## [Requirement A]
From the passage on Cooper's first-quarter results, list the costs that the text says are included in corporate expenses.
## [Requirement B]
According to the passage on Cooper's first-quarter results, what percentage of revenue did selling, general and administrative expense reach?
## [Requirement C]
Carry on writing the passage on Cooper's first-quarter results, picking up after its final sentence.

## [Extracted text]
┌────────
Gross margin, before nonrecurring acquisition and restructuring costs, was 64%, unchanged from last year's first quarter; 62% including one-time charges.
Selling, general and administrative expense grew 39% and increased to 41% of revenue from 39% in last year's first quarter.
Corporate expenses, which increased to $3.8 million, were 23% over the first quarter of 2004. These include added costs due to the Ocular acquisition, increased costs to comply with new corporate governance requirements and continuing costs to maintain Cooper's global trading arrangement.
In 2005, Cooper expects an aggregate increase in costs and expenses to operate the combined Cooper and Ocular businesses. This increase, however, should be substantially lower than the aggregate amount of costs and expenses that would have been incurred by Cooper and Ocular had they continued to operate as separate businesses. Corporate governance expense will also continue to rise, while expenses for the global trading arrangement will flatten.
└────────
## [Records supplied]
┌────────
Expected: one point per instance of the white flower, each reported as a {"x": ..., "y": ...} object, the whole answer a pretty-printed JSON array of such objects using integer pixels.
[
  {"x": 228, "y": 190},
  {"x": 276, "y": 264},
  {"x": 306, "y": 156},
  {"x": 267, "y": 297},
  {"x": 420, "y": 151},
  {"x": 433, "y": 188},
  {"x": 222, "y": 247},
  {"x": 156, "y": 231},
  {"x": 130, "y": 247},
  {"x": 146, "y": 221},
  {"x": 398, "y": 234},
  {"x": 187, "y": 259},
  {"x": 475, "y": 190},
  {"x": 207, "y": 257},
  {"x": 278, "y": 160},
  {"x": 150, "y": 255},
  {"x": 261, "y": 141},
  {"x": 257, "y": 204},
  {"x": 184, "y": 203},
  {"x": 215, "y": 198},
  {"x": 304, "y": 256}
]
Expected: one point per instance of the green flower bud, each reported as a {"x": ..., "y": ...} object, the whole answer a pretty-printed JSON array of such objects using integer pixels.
└────────
## [Response A]
- Added costs due to the Ocular acquisition
- Increased costs to comply with new corporate governance requirements
- Continuing costs to maintain Cooper's global trading arrangement

## [Response B]
It reached 41% of revenue, up from 39% in last year's first quarter.

## [Response C]
First quarter 2005 research and development expense was $2.8 million, up 86% over the first quarter of 2004. CVI's research and development activities, now augmented by Ocular's strong research pipeline, include programs to develop two-week disposable and continuous wear silicone hydrogel lenses, a disposable multifocal toric, a daily wear lens incorporating the Proclear® lens material and products that address specific market needs in the Asia-Pacific region.
Operating income before one-time charges grew 24%, 21% of revenue versus 23% in last year's first quarter. With one-time charges included, operating income was 19% of revenue.
Reflecting the added debt of the Ocular acquisition, interest expense grew 149% over the first quarter of 2004.
The effective tax rate (ETR) for the quarter (provision for taxes divided by income before taxes) was 21% compared to 23% for the first quarter of 2004. The ETR for both periods represented Cooper's estimate of the ETR for each full fiscal year.
Compared to the first quarter of 2004, the number of shares used to calculate diluted earnings per share increased 9% to 39.5 million shares, primarily due to the issuance of 10.7 million shares to Ocular shareholders in January 2005.
Fiscal First Quarter 2005 Business Unit Operating Summaries ($'s in millions)
Fiscal First Quarter 2005 Business Unit Operating Summaries
($'s in millions)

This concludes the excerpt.